• SELECTED PASSAGE:
Posted on 12/10/12 at 10:21 pm to Kingpenm3
Favorite gumbo combo evar!
And I'd freeze gumbo. Easier to eat later
And I'd freeze gumbo. Easier to eat later
Posted on 12/10/12 at 10:27 pm to Kingpenm3
quote:I don't believe you. Send some to me and I'll tell you what I think.
I now think that I make the world's best "Smoked Wood Duck and Andouille Gumbo".
Posted on 12/10/12 at 10:39 pm to Kingpenm3
That's good looking gumbo. Looks like you quarter you andouille. If so, I applaud you.
Gumbo freezes great. I have about 15 quarts in the freezer right now and I'm about to add another 15 or so that I finished last night. I give it for Christmas.
Gumbo freezes great. I have about 15 quarts in the freezer right now and I'm about to add another 15 or so that I finished last night. I give it for Christmas.

• REQUIRED WORK:
**1.** In the records, write out the lines again from the line with "Target = orange jersey stripe" up to and including the line with "x=546 y=596", swapping "one point per instance" for "a point for each instance" and changing nothing else. Give only those lines.
**2.** Carry the gumbo forum thread forward from its final post.

• LISTED ENTRIES:

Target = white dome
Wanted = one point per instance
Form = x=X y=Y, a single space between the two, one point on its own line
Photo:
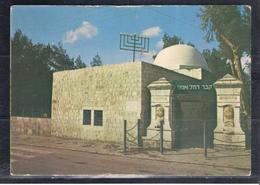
x=175 y=56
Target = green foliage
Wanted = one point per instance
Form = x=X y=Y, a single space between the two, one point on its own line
x=96 y=61
x=230 y=25
x=32 y=66
x=231 y=21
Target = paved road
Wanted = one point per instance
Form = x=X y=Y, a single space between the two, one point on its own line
x=39 y=160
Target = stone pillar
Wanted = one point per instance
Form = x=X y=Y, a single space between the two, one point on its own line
x=161 y=110
x=228 y=131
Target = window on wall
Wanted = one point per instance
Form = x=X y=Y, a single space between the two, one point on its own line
x=86 y=117
x=98 y=117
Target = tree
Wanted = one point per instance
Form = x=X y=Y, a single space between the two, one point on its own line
x=96 y=61
x=79 y=63
x=32 y=66
x=230 y=26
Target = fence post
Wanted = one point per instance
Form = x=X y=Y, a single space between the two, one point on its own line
x=205 y=139
x=125 y=124
x=139 y=139
x=161 y=137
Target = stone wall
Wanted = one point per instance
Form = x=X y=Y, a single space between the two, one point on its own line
x=30 y=126
x=152 y=73
x=114 y=89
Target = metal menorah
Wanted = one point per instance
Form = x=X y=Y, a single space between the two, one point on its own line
x=133 y=42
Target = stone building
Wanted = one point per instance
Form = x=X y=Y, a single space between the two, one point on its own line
x=91 y=103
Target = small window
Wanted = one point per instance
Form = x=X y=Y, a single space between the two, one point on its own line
x=86 y=117
x=98 y=117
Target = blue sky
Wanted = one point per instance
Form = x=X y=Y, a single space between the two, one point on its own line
x=88 y=30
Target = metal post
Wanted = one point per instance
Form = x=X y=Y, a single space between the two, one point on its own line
x=139 y=139
x=134 y=48
x=205 y=139
x=125 y=124
x=161 y=137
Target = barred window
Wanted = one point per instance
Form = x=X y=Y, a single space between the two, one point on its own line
x=86 y=117
x=98 y=117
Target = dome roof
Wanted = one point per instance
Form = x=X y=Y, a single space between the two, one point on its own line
x=180 y=56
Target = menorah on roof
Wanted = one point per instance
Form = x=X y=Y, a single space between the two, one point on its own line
x=133 y=42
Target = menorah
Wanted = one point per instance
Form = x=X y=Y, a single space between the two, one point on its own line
x=133 y=42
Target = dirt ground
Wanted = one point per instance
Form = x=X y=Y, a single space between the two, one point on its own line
x=34 y=155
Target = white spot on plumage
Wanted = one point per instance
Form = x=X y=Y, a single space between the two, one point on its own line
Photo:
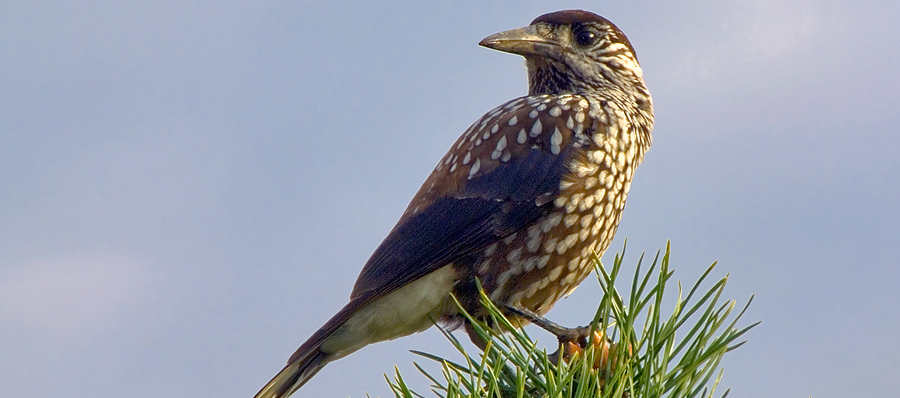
x=536 y=128
x=529 y=264
x=543 y=261
x=474 y=168
x=554 y=274
x=555 y=141
x=570 y=278
x=498 y=151
x=531 y=290
x=573 y=265
x=550 y=245
x=551 y=221
x=579 y=117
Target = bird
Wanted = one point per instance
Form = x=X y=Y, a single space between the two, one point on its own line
x=518 y=205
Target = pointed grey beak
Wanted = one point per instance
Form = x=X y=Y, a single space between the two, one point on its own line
x=523 y=41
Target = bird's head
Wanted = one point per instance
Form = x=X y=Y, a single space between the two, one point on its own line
x=574 y=51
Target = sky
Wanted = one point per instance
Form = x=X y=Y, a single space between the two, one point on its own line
x=188 y=189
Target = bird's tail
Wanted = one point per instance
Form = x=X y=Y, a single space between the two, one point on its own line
x=310 y=358
x=298 y=371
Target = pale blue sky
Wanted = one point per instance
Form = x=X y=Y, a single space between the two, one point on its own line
x=188 y=189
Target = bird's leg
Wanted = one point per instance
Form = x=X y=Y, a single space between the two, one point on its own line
x=571 y=340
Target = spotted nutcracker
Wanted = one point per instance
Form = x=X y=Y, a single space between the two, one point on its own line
x=520 y=202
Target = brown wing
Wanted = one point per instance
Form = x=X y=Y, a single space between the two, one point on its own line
x=499 y=177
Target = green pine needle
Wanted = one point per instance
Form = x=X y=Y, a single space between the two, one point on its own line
x=673 y=355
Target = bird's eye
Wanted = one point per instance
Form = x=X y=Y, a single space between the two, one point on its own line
x=585 y=37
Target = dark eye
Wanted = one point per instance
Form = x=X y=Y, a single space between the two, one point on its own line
x=585 y=37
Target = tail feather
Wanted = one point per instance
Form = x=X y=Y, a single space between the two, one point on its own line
x=297 y=372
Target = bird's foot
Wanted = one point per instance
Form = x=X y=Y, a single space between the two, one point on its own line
x=574 y=341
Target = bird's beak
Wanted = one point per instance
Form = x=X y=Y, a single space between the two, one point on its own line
x=523 y=41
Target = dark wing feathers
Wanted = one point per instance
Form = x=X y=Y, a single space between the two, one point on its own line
x=459 y=211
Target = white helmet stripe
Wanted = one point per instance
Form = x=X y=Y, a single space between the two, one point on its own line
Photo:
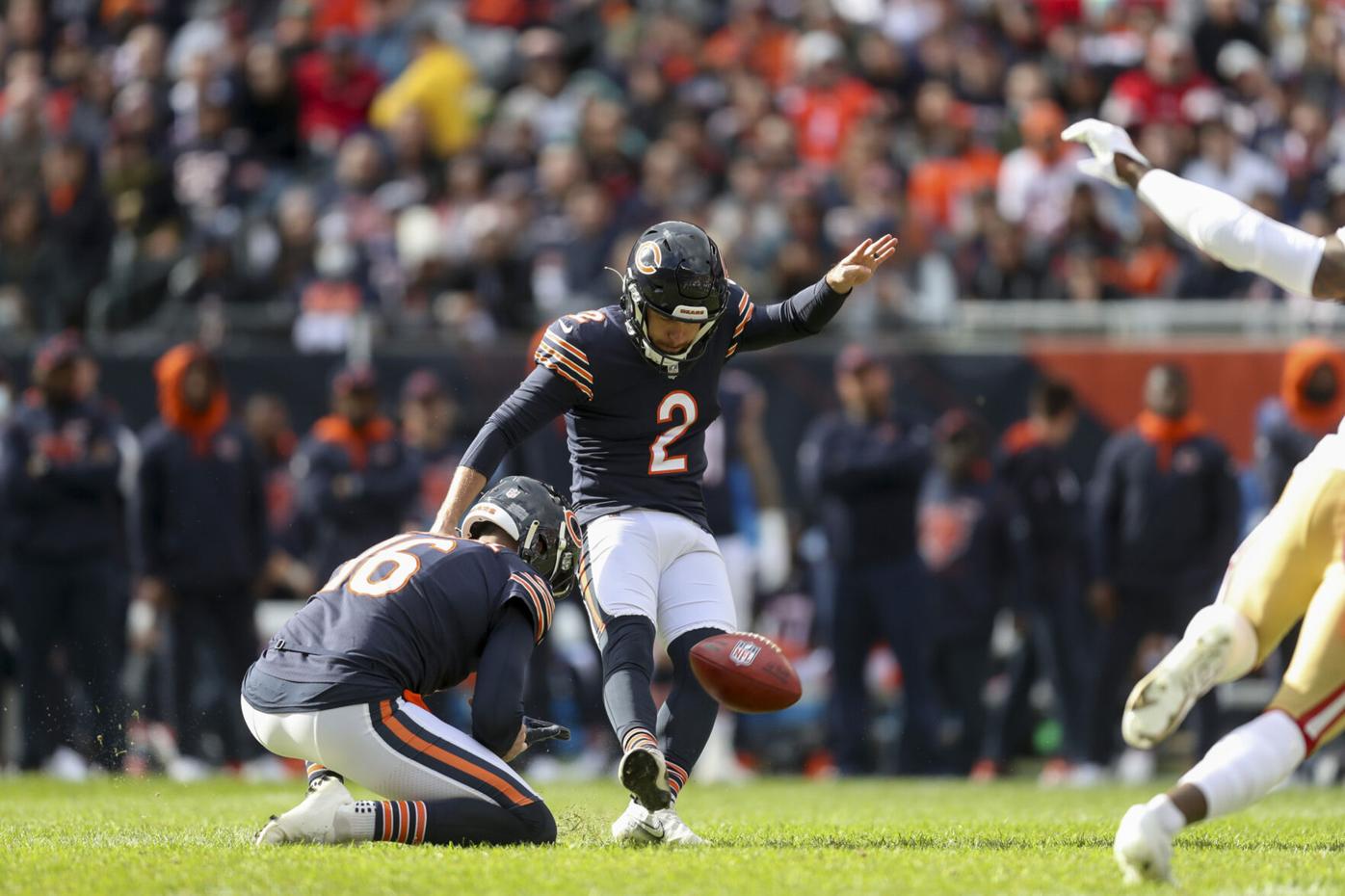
x=494 y=514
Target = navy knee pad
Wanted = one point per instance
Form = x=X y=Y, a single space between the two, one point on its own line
x=539 y=822
x=628 y=646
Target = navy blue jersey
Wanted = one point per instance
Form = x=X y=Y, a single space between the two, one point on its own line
x=724 y=454
x=637 y=436
x=411 y=613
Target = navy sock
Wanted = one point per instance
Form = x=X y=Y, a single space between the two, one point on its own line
x=627 y=672
x=689 y=713
x=456 y=822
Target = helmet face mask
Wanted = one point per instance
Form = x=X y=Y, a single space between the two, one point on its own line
x=675 y=271
x=542 y=523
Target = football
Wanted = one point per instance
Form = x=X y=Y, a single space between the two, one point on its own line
x=747 y=672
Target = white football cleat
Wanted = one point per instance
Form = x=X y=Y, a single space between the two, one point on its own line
x=638 y=827
x=645 y=773
x=1142 y=848
x=1161 y=699
x=675 y=830
x=309 y=821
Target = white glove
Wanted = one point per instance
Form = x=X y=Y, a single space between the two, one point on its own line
x=1104 y=140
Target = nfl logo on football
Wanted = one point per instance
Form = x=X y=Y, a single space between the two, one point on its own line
x=744 y=652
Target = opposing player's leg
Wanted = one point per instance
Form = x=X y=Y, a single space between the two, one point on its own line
x=619 y=579
x=438 y=784
x=1307 y=710
x=1269 y=584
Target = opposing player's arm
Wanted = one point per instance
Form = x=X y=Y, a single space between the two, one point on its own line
x=808 y=311
x=1219 y=224
x=539 y=400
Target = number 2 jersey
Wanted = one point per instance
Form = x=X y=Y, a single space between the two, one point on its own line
x=637 y=436
x=414 y=613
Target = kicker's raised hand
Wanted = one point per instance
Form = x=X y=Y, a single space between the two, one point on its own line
x=857 y=268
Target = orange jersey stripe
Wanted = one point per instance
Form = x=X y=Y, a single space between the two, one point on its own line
x=560 y=342
x=423 y=746
x=744 y=322
x=537 y=603
x=556 y=369
x=553 y=353
x=587 y=593
x=546 y=596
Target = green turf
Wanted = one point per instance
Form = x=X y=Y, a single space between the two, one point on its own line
x=781 y=838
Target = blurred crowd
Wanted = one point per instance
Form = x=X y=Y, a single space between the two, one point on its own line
x=316 y=167
x=953 y=597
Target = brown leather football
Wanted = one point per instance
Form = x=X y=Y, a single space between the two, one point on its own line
x=747 y=672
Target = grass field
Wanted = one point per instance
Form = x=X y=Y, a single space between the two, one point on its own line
x=780 y=837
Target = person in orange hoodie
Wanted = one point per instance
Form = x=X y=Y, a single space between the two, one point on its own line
x=356 y=479
x=1310 y=404
x=203 y=540
x=1164 y=519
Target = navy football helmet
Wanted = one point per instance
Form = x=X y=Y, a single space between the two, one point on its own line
x=540 y=519
x=675 y=269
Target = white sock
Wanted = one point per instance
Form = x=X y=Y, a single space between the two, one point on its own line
x=1169 y=817
x=1249 y=763
x=1243 y=648
x=1232 y=231
x=356 y=821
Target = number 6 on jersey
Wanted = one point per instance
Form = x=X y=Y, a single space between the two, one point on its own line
x=659 y=461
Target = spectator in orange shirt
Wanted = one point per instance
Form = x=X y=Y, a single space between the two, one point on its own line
x=941 y=186
x=752 y=40
x=828 y=102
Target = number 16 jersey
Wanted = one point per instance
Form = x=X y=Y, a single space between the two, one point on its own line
x=637 y=436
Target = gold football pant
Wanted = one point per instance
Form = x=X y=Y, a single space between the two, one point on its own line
x=1291 y=567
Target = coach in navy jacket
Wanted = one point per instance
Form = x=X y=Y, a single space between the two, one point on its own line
x=61 y=521
x=203 y=539
x=1164 y=518
x=862 y=470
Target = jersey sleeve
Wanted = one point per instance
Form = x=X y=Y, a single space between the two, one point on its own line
x=561 y=352
x=530 y=591
x=539 y=400
x=802 y=315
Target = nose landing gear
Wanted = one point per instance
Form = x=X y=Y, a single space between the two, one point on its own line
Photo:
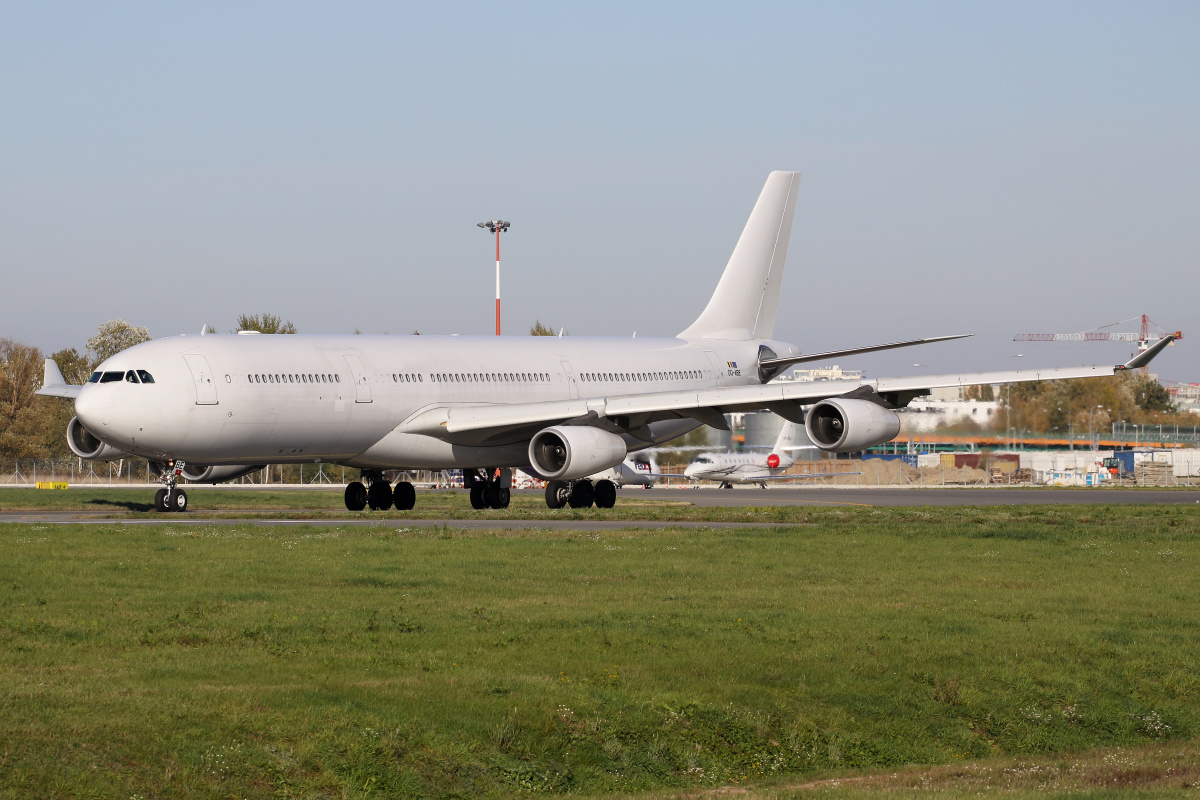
x=171 y=497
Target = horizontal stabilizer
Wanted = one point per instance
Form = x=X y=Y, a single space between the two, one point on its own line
x=1147 y=355
x=771 y=367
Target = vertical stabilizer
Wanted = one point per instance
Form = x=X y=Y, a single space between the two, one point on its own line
x=786 y=444
x=743 y=307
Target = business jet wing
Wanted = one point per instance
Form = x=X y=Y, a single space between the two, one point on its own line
x=492 y=423
x=799 y=476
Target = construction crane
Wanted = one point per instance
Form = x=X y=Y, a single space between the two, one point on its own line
x=1141 y=337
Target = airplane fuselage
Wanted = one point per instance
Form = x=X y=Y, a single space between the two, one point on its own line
x=736 y=468
x=288 y=398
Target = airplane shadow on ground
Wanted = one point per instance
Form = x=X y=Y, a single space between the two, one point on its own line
x=129 y=505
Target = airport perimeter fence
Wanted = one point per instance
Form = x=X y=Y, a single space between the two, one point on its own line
x=137 y=471
x=894 y=471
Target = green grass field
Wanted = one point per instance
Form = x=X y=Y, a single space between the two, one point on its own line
x=239 y=661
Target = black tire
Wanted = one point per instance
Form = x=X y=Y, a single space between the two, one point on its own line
x=555 y=494
x=479 y=495
x=355 y=497
x=379 y=495
x=403 y=497
x=582 y=494
x=605 y=494
x=499 y=498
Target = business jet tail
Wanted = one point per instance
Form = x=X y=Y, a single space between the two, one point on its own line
x=744 y=305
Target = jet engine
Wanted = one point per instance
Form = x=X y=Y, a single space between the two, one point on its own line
x=850 y=425
x=567 y=452
x=195 y=474
x=88 y=446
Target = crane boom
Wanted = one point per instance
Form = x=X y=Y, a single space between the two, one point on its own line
x=1141 y=337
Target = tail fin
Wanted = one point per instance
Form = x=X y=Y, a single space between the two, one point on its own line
x=745 y=300
x=787 y=440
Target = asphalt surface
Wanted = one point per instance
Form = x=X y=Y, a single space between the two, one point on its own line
x=730 y=498
x=886 y=495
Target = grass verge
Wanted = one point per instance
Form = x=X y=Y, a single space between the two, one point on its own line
x=203 y=661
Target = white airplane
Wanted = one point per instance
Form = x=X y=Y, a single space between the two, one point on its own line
x=750 y=468
x=211 y=408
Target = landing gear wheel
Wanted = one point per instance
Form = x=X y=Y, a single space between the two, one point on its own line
x=498 y=498
x=556 y=494
x=478 y=495
x=605 y=494
x=403 y=497
x=582 y=494
x=379 y=495
x=355 y=497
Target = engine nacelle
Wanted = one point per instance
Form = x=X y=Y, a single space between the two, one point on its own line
x=88 y=446
x=567 y=452
x=850 y=425
x=217 y=474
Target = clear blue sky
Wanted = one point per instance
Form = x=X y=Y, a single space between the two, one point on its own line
x=983 y=167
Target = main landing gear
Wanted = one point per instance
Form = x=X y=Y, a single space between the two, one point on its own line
x=581 y=494
x=490 y=488
x=378 y=493
x=171 y=497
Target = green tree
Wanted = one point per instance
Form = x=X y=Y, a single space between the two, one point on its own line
x=539 y=329
x=982 y=392
x=75 y=366
x=114 y=336
x=265 y=323
x=25 y=419
x=1151 y=396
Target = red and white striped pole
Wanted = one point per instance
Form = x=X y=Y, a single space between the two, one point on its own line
x=497 y=281
x=496 y=227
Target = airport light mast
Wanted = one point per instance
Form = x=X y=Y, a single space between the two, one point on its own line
x=496 y=227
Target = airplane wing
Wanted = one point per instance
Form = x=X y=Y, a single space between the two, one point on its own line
x=499 y=423
x=54 y=384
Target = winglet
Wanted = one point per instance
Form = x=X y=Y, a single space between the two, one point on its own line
x=1147 y=355
x=54 y=384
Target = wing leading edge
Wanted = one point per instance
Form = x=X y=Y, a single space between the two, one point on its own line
x=492 y=423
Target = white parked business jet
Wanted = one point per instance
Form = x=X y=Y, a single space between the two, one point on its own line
x=750 y=468
x=211 y=408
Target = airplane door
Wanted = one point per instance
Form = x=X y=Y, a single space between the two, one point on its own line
x=718 y=368
x=571 y=385
x=202 y=376
x=361 y=380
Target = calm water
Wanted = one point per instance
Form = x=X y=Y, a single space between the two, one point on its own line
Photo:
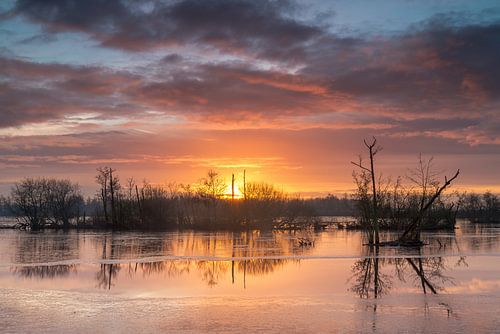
x=193 y=282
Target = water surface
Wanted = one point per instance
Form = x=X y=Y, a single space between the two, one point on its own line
x=188 y=281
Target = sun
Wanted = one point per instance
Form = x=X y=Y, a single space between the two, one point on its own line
x=237 y=193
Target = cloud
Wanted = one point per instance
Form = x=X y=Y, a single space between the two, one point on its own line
x=235 y=26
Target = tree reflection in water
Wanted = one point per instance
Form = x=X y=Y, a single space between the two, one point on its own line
x=428 y=273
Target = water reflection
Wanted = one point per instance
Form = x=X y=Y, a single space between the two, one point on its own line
x=373 y=277
x=45 y=271
x=214 y=257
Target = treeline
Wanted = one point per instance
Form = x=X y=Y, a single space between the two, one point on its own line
x=118 y=204
x=408 y=205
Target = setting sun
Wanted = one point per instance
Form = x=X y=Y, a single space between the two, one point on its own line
x=237 y=193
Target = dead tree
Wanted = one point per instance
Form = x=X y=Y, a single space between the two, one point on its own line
x=232 y=187
x=373 y=149
x=413 y=229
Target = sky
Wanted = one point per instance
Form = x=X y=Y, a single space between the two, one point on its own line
x=286 y=90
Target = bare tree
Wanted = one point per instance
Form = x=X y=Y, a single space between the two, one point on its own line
x=373 y=149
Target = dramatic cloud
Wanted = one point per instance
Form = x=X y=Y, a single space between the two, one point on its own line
x=243 y=74
x=259 y=28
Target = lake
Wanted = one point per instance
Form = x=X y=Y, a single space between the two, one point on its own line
x=190 y=282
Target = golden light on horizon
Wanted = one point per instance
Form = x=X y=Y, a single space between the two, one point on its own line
x=237 y=193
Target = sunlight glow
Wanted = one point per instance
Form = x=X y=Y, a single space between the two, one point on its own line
x=237 y=193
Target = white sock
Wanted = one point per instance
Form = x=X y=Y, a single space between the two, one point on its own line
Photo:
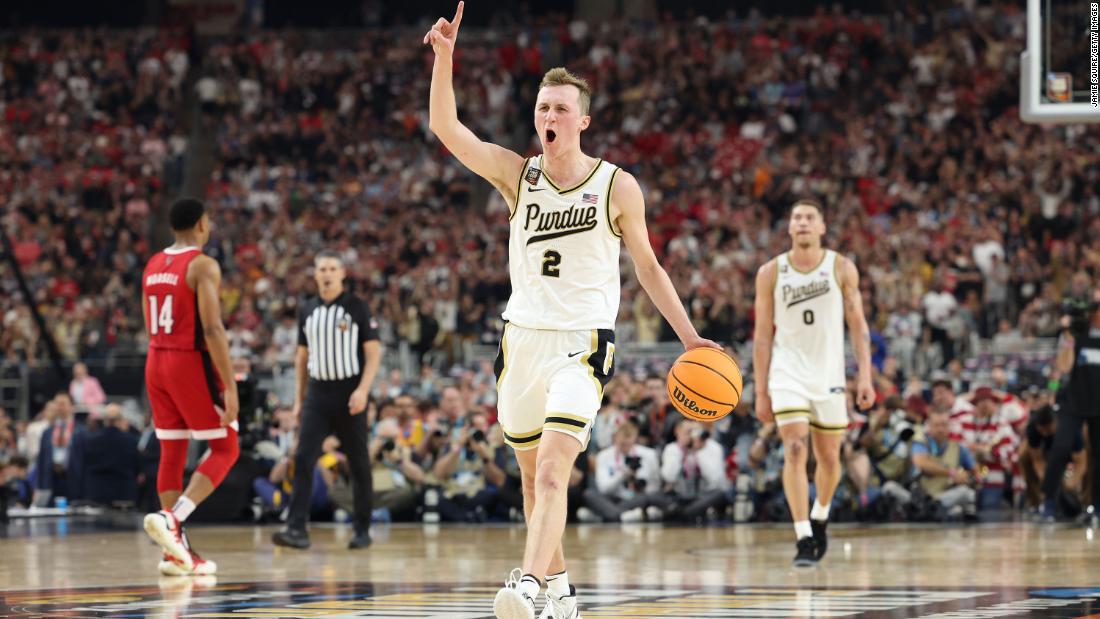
x=559 y=584
x=529 y=585
x=183 y=508
x=802 y=529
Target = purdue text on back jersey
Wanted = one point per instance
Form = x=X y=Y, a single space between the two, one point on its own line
x=807 y=353
x=563 y=252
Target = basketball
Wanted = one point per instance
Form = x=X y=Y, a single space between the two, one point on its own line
x=705 y=384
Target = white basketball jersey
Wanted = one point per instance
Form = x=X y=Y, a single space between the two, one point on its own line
x=807 y=353
x=563 y=254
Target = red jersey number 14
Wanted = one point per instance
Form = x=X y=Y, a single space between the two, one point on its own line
x=160 y=318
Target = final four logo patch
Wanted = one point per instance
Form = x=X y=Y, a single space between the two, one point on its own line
x=532 y=175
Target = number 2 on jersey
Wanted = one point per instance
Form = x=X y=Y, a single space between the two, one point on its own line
x=550 y=262
x=162 y=320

• RESPONSES FOR EACH TASK:
**1.**
Target = orange jersey stripe
Wanted = a point for each instance
Form = x=X y=Y, a single space between the two, one point on its own line
x=560 y=342
x=423 y=746
x=744 y=322
x=537 y=603
x=556 y=369
x=553 y=353
x=587 y=593
x=546 y=596

**2.**
Posted on 12/10/12 at 10:43 pm to Kingpenm3
Gumbo freezes very well
Posted on 12/10/12 at 10:47 pm to Gris Gris
quote:
That's good looking gumbo. Looks like you quarter you andouille. If so, I applaud you.
Thank you. I know I'm biased, but this is some of the best gumbo I've ever eaten in my life. First time my roux turned out just the way I wanted.
For years I used to put huge hunks of sausage in my jambalaya and gumbo. I always cut links 1/4" thick at a 45 degree angle because I thought it looked good. Finally I realized that for every reason it was better to get those sausage pieces smaller. So now I quarter all my links before I slice.
Posted on 12/10/12 at 10:56 pm to Kingpenm3
quote:
I know I'm biased, but this is some of the best gumbo I've ever eaten in my life. First time my roux turned out just the way I wanted.
Your roux looks absolutely perfect. My aunt Missy makes the best gumbo I've ever had, and your roux looks exactly like hers. Just thick enough, but not too thick to where it's like a stew.
Posted on 12/10/12 at 11:11 pm to Carson123987
quote:
Your roux looks absolutely perfect. My aunt Missy makes the best gumbo I've ever had, and your roux looks exactly like hers. Just thick enough, but not too thick to where it's like a stew.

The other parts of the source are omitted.